Written problem |
Word for word, give the material below again, minus any images.

Records to process |
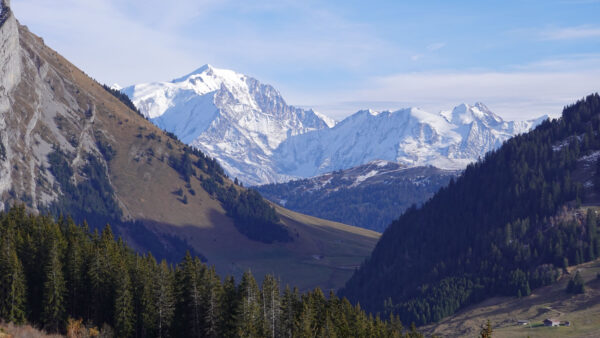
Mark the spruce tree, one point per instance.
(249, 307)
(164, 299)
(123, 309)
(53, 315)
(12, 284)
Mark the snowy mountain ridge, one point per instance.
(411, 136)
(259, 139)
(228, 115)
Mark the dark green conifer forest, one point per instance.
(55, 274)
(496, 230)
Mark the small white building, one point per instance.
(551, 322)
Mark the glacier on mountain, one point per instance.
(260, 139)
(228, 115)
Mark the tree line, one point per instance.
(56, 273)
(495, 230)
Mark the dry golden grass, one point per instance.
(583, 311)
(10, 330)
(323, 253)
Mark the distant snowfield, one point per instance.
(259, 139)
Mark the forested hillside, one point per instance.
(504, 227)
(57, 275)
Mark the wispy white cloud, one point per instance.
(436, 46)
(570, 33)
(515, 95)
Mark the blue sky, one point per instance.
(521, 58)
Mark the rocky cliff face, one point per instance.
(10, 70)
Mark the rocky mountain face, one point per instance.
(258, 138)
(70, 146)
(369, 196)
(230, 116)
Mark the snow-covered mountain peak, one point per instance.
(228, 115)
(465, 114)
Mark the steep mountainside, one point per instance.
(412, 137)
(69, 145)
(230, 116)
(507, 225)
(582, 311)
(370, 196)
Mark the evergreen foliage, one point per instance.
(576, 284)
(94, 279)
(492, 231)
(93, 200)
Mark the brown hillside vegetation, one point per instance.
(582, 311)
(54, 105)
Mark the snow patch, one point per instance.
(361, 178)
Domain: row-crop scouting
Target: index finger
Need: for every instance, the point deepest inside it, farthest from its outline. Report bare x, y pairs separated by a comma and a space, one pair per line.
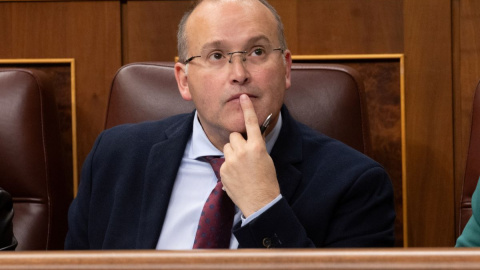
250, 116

Complete output |
Mark the spruce tree, one point per instance.
(249, 307)
(164, 299)
(123, 309)
(53, 315)
(12, 284)
Mark the snowy mountain ridge, one point per instance.
(411, 136)
(259, 139)
(228, 115)
Mark the dark green conifer forest, one point per instance.
(55, 274)
(496, 230)
Mark the small white building, one point per instance.
(551, 322)
Mark the glacier on mountain, one point per instance.
(260, 139)
(228, 115)
Mark the tree line, one point per instance.
(56, 273)
(495, 230)
Mark the dry golden grass, one point per instance.
(583, 311)
(10, 330)
(323, 253)
Mark the distant snowfield, one point per instance.
(259, 139)
Mark the forested hillside, one point per instance.
(504, 227)
(57, 275)
Mark the wispy white cloud, one point per instance.
(436, 46)
(570, 33)
(515, 95)
Mark the blue sky, one point per instance.
(521, 58)
Mark the rocky cliff face, one point per instance.
(10, 70)
Mark the rocky mountain face, one point per instance.
(258, 138)
(70, 146)
(369, 196)
(230, 116)
Mark the snow-covered mountain peak, one point per instance.
(228, 115)
(465, 114)
Mark the steep mountainside, one point per instance.
(412, 137)
(69, 145)
(230, 116)
(507, 225)
(582, 311)
(370, 196)
Mark the evergreen foliage, one point per instance.
(576, 284)
(94, 279)
(492, 231)
(93, 200)
Mark the brown hillside vegetation, one point per instance.
(582, 311)
(54, 105)
Mark the snow patch, one point per instance.
(361, 178)
Domain: row-crop scouting
Target: index finger
Need: for every instance, the point deepest inside it, farthest from its outline. Report bare x, y pairs separated by a comma and a space, one pair per line.
250, 116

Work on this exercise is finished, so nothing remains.